Twoje zadanie:
Podejmij na nowo tekst o tym, jak Polacy mogą głosować w wyborach prezydenckich, i pisz dalej od miejsca tuż po jego ostatnim zdaniu.

Fragment tekstu:
Jak więc głosować będą Polacy? Trudno powiedzieć, ale wydaje się że
zasadniczo większość głosować może - w przypadku głosów dla pana Trzaskowskiego
w przypływie efemerycznego zafascynowania kandydatem, z nadzieją że ten to w
końcu przychyli nam nieba, a w przypadku prezydenta Dudy, w dużej części
zagłosują ci którzy w końcu mają poczucie że rząd coś im daje. I choć jak
słusznie zauważyła Margaret Thatcher rząd nic dać nie może bo nic nie ma, to
telewizja reżimowa odpowiednio już otrąbi sukces parti rządzącej w wyniku
którego budżet państwa pęka w szwach i będą pieniądze na kolejne programy
rozdawnicze, i kto wie, może i wspomniany w debacie prezydenckiej przez Pana
Żółtka program ‘menelowe plus’ znajdzie swoje miejsce. Niewyznawcy ani jednego
ani drugiego obozu władzy będą kierować się prawdopodobnie zasadą mniejszego
zła.

Podane dane:
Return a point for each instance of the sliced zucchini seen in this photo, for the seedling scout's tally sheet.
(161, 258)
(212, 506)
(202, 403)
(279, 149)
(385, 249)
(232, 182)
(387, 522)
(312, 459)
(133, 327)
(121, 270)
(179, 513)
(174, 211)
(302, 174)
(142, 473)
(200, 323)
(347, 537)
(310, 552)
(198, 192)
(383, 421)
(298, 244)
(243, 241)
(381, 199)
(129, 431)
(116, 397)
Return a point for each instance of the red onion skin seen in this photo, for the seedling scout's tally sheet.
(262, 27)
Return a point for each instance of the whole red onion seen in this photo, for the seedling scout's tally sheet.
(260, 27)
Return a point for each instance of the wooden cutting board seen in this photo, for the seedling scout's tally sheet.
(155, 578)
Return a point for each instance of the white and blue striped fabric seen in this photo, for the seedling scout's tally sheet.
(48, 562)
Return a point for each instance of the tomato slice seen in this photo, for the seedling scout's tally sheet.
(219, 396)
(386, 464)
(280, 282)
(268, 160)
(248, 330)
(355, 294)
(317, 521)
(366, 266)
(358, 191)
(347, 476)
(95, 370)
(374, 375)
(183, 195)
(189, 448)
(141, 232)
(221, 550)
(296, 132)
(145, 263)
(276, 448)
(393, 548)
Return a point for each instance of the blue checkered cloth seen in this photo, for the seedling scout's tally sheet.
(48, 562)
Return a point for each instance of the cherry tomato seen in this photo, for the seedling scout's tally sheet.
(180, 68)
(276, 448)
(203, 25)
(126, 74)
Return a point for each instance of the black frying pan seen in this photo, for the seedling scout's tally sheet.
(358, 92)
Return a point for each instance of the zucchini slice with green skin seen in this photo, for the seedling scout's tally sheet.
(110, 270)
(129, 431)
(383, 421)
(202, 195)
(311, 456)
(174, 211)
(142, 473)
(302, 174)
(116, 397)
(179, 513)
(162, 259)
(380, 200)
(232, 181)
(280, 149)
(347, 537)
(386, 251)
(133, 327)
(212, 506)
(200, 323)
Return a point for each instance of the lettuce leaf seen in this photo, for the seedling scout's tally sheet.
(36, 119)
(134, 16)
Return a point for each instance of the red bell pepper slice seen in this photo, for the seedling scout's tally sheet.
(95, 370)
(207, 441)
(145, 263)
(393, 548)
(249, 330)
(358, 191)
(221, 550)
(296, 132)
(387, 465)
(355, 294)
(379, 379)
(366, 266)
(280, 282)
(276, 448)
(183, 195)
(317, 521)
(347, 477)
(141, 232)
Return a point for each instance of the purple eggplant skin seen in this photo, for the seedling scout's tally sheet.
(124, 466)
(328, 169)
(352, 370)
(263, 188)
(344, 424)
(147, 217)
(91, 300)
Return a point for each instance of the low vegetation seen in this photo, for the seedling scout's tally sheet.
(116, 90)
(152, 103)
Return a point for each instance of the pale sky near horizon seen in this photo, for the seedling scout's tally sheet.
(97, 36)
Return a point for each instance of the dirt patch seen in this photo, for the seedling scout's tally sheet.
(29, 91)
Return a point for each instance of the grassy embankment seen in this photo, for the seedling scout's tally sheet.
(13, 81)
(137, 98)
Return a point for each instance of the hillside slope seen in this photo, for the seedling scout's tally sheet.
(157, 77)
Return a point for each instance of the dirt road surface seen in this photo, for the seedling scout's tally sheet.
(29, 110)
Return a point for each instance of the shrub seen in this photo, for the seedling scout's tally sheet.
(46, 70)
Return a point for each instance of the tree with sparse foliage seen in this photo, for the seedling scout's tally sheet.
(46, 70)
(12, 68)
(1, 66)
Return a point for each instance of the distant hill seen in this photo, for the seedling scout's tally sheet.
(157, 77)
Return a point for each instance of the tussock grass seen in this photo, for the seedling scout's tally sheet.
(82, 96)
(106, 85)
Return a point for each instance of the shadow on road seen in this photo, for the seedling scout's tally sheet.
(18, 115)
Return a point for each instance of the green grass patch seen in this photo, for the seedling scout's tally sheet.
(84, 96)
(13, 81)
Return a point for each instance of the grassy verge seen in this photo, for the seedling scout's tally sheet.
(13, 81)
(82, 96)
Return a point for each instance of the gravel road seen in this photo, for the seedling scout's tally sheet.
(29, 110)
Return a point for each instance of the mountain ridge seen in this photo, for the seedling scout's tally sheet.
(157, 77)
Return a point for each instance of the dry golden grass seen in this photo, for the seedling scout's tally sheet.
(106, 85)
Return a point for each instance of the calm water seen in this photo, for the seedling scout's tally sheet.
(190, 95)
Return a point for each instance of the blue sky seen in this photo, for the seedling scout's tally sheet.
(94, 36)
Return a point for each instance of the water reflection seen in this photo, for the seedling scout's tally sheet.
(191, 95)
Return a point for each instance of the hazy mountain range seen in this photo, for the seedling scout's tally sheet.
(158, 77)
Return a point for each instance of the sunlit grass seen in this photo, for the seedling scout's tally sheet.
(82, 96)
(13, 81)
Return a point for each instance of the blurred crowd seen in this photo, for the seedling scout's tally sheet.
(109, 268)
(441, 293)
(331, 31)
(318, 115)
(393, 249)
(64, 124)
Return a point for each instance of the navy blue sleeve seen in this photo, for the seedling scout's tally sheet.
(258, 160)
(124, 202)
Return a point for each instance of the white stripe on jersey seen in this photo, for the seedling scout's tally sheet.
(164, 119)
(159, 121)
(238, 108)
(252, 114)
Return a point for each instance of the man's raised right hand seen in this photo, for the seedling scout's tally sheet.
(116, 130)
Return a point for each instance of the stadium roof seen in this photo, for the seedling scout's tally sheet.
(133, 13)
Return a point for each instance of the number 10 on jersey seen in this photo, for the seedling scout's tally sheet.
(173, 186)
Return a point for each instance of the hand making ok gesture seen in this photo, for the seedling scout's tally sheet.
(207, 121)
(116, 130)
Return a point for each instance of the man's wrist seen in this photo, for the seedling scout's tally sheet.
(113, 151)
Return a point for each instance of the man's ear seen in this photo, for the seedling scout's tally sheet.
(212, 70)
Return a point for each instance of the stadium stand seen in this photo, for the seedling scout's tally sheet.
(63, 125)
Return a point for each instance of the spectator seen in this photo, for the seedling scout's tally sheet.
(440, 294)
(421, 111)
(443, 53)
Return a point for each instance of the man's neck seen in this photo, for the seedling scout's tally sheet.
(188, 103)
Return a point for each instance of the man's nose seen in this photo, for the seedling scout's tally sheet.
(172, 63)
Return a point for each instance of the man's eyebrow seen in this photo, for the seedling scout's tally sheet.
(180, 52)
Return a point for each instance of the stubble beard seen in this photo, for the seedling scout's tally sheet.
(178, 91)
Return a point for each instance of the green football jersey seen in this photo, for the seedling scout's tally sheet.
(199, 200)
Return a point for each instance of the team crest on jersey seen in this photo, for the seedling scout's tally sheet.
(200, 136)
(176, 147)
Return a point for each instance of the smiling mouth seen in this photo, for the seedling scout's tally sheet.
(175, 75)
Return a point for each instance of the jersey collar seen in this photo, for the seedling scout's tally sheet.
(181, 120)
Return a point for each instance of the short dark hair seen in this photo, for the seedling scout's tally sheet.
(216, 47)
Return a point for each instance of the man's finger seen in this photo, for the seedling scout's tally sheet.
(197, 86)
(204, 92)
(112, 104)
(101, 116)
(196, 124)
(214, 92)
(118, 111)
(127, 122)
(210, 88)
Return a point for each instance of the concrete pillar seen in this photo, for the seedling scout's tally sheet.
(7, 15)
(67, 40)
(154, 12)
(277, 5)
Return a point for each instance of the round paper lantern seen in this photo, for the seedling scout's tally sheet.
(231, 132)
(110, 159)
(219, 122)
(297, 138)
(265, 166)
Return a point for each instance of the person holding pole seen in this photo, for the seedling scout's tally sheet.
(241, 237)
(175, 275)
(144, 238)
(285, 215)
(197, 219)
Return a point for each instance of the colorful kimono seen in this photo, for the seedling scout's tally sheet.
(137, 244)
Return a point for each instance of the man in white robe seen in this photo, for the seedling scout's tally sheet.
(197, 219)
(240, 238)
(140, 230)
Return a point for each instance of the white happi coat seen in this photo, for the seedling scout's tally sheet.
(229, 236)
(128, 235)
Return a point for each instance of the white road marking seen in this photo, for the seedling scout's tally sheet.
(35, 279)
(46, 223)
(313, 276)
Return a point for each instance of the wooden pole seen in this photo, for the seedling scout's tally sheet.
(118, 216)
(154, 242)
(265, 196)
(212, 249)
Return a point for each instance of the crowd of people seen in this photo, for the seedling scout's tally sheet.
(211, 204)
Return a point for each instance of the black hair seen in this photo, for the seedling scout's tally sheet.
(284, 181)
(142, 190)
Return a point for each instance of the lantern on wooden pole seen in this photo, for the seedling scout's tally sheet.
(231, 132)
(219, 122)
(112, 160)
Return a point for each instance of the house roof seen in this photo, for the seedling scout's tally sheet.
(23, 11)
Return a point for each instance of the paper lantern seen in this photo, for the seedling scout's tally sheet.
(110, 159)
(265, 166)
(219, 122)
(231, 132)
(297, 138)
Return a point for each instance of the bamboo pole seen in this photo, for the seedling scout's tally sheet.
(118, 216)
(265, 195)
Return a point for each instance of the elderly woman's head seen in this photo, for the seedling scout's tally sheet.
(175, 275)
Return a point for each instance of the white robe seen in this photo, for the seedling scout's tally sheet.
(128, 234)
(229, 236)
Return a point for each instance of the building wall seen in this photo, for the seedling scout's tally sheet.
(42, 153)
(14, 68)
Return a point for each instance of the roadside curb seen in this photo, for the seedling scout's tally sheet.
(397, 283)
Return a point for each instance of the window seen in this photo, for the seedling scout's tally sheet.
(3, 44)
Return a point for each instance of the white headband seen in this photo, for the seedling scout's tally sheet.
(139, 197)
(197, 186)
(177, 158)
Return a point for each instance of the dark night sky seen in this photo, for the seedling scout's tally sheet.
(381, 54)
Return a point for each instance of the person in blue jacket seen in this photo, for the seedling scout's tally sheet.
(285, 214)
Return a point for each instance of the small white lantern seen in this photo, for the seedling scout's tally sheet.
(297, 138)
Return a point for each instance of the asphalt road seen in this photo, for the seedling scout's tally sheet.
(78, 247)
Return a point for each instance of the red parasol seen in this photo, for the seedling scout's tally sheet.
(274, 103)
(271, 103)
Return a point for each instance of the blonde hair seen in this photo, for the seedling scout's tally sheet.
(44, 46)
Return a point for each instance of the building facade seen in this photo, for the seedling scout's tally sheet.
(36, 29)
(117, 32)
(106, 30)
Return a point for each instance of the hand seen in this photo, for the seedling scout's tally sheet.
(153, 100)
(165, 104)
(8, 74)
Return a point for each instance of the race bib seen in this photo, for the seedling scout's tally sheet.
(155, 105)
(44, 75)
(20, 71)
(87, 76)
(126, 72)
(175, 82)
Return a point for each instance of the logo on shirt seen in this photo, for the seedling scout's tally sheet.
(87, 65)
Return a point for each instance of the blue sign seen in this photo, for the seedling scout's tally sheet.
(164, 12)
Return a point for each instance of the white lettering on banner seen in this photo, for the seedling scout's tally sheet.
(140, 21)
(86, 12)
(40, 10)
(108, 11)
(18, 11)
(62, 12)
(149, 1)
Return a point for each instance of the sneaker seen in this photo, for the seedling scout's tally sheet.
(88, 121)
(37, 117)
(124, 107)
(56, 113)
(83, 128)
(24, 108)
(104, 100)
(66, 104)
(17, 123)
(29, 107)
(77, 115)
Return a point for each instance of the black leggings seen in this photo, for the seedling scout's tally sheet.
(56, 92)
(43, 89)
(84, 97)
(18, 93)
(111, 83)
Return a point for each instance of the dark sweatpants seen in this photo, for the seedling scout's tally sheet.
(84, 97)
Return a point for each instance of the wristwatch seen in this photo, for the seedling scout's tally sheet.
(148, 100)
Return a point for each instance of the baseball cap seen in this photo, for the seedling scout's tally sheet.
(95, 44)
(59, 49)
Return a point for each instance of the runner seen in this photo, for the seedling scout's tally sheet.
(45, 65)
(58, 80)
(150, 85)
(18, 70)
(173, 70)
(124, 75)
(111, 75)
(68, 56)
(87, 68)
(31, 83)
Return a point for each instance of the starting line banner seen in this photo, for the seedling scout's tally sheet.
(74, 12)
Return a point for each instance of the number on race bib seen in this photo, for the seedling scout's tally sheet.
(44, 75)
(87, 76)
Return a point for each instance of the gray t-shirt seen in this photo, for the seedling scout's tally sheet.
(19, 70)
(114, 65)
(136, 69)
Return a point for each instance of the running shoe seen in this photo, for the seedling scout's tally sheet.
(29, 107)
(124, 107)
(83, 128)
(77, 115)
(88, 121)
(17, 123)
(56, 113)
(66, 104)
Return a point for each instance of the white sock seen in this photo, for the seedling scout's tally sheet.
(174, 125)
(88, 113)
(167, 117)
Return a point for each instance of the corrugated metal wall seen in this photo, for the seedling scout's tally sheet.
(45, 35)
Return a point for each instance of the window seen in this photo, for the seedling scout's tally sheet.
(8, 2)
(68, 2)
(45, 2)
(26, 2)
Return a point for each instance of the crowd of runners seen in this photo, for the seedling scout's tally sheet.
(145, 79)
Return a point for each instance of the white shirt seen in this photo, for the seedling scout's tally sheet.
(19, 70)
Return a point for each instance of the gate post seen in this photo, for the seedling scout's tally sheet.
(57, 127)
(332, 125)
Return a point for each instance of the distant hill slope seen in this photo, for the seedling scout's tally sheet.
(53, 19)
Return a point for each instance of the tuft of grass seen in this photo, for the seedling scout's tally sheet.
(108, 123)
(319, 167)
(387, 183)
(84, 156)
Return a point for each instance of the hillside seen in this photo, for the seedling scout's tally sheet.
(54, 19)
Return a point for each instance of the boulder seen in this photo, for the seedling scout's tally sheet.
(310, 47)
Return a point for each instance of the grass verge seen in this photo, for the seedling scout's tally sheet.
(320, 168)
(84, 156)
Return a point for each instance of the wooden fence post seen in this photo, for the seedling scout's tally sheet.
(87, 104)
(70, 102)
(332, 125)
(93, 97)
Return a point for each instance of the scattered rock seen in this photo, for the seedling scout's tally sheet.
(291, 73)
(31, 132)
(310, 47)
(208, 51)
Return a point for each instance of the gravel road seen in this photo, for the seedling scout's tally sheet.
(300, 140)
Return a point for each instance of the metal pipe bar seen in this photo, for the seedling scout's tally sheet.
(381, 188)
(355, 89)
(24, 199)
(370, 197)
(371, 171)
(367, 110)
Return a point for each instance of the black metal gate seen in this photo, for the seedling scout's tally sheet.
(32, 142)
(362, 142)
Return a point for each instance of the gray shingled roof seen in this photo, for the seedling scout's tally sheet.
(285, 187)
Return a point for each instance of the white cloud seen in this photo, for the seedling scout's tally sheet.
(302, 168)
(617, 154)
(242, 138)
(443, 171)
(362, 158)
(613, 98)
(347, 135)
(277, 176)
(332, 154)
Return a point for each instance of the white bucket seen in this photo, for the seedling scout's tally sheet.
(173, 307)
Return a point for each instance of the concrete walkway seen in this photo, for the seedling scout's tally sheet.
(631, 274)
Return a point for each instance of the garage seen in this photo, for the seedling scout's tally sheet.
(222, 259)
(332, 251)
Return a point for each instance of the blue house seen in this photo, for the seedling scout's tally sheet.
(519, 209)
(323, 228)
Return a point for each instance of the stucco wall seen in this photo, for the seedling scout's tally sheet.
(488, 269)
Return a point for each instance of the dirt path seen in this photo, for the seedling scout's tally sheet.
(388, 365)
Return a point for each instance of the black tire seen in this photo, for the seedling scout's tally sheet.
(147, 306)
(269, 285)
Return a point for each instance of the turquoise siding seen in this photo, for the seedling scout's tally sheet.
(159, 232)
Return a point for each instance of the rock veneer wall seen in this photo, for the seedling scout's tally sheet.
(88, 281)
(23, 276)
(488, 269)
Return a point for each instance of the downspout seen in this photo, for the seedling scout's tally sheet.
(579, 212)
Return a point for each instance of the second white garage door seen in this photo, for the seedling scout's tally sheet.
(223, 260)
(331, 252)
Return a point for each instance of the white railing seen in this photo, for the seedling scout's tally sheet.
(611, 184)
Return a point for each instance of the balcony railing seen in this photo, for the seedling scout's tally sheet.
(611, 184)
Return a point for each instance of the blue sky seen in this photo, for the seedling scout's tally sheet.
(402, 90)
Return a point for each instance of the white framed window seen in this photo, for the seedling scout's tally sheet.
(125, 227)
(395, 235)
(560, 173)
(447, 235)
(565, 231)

Odpowiedź:
A jak wyglądać będzie przyszłość? Również trudno powiedzieć, ale pewne
prognozy można w obecnej sytuacji już poczynić i wracając do wspomnianego
klasyka Orwell'a zwrócić uwagę na wizję jaką przedstawia oprawca Winstona Smith’a "jeśli chcesz wiedzieć jaka będzie
przyszłość, wyobraź sobie but depczący ludzką twarz," a to dlatego że
znaleźć może ona niestety odzwierciedlenie w naszym kraju.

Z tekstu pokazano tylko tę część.